» **WHAT THE TASK ASKS**: Reproduce the lines verbatim, starting at the line containing "Could any reflective" and ending at the line containing "[335,303,394,340]", with both of those lines included.

» **DATASET CONTENT**:
........
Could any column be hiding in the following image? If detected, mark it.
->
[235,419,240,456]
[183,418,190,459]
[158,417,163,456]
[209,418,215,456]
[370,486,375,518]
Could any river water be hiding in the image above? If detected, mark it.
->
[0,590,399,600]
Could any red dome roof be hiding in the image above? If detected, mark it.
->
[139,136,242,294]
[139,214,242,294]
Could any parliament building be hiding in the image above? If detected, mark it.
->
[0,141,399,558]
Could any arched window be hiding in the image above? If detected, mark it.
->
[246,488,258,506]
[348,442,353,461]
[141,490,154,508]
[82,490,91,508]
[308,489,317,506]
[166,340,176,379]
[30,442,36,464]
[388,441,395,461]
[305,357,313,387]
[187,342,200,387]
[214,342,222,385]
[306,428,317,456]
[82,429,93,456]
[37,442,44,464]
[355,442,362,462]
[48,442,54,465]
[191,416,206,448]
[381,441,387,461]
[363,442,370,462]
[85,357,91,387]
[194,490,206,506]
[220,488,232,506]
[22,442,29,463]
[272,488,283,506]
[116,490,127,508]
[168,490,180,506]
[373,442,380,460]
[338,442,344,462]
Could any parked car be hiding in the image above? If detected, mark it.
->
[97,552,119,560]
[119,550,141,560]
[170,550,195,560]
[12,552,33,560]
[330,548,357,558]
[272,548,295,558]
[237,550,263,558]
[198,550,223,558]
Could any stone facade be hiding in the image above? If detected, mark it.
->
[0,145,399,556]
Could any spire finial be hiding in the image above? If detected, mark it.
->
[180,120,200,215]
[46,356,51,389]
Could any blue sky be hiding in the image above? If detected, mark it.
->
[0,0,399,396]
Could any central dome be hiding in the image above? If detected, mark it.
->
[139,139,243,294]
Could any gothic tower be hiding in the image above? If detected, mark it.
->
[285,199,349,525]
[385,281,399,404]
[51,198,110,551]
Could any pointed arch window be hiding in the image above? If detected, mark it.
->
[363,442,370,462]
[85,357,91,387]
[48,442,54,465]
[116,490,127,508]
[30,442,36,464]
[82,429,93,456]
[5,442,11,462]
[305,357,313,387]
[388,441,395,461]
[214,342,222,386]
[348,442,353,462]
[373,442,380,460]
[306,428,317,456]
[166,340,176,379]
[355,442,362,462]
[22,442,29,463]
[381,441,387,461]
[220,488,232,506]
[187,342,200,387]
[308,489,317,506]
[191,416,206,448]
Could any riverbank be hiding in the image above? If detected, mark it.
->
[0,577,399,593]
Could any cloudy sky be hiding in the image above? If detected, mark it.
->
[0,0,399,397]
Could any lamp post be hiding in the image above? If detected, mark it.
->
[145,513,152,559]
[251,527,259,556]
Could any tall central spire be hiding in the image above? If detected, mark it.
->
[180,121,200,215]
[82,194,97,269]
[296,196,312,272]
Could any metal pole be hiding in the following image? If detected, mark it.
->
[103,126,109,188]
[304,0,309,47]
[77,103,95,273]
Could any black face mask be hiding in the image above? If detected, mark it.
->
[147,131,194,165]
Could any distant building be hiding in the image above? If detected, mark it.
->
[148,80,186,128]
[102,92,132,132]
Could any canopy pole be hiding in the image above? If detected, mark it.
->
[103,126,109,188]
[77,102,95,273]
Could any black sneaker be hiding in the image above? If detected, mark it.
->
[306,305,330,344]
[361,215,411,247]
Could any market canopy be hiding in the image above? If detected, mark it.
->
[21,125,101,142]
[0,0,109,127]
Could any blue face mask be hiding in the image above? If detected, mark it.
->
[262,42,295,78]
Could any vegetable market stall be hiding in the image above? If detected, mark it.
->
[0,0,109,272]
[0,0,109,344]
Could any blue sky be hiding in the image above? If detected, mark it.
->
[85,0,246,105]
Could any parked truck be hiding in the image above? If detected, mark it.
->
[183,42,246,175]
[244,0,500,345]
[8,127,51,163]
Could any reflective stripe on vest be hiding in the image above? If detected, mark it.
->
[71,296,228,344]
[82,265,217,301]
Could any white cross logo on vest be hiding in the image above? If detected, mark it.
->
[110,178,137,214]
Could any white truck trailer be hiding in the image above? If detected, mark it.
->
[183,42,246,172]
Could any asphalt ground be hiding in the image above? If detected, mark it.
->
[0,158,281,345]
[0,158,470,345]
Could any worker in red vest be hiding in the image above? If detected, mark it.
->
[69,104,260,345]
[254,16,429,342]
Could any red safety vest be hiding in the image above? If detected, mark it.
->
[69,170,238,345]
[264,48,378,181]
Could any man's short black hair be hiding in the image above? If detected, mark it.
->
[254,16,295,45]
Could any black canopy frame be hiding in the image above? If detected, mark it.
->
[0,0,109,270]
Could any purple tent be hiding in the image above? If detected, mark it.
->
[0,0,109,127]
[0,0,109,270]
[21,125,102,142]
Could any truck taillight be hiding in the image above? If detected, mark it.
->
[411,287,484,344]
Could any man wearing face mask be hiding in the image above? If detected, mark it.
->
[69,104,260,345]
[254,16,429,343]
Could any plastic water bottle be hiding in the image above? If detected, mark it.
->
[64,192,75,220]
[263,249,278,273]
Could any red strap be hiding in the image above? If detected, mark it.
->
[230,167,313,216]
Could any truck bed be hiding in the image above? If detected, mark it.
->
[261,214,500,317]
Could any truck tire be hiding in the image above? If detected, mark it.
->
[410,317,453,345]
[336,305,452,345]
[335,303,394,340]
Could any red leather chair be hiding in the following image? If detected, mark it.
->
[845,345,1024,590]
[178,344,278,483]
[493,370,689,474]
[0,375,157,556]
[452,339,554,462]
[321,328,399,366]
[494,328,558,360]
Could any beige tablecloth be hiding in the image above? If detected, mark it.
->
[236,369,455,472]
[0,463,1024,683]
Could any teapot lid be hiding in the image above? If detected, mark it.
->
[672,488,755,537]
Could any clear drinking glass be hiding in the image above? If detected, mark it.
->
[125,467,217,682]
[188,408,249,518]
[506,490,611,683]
........
» **IN RESPONSE**:
Could any reflective stripe on vest be hiding in the image above? If detected, mark it.
->
[71,296,228,344]
[82,265,217,301]
Could any white cross logo on vest be hiding in the image above? If detected, mark it.
->
[110,178,137,214]
Could any white truck trailer be hiding in the image above? If detected, mark it.
->
[183,42,246,172]
Could any asphalt ground be hiding in the image above? If detected, mark it.
->
[0,158,281,345]
[0,158,470,345]
Could any worker in red vest be hiding in the image above? If detected, mark it.
->
[69,104,260,345]
[254,16,429,342]
Could any red safety vest be hiding in the image above? If detected, mark it.
->
[69,170,238,345]
[264,48,378,181]
Could any man's short black hair be hiding in the image above? If detected, mark it.
->
[254,16,295,45]
Could any black canopy frame be hiding in the image above? If detected, mark it.
->
[0,0,109,270]
Could any purple tent be hiding in the image above? If detected, mark it.
->
[0,0,109,127]
[0,0,109,270]
[21,125,102,142]
Could any truck taillight be hiding in the image above? If detected, mark it.
->
[411,287,484,344]
Could any man wearing face mask be hiding in the image above? If detected, mark it.
->
[69,104,260,345]
[254,16,429,343]
Could any plastic water bottle be hiding in the image above? If detected, mark it.
->
[64,192,75,220]
[263,249,278,273]
Could any red strap be hiding in the image above? If detected, mark it.
->
[230,167,313,216]
Could any truck bed be hiding in the image above? If detected, mark it.
->
[261,214,500,317]
Could any truck tire be hiding in the image above? If detected, mark it.
->
[410,317,453,345]
[336,305,452,345]
[335,303,394,340]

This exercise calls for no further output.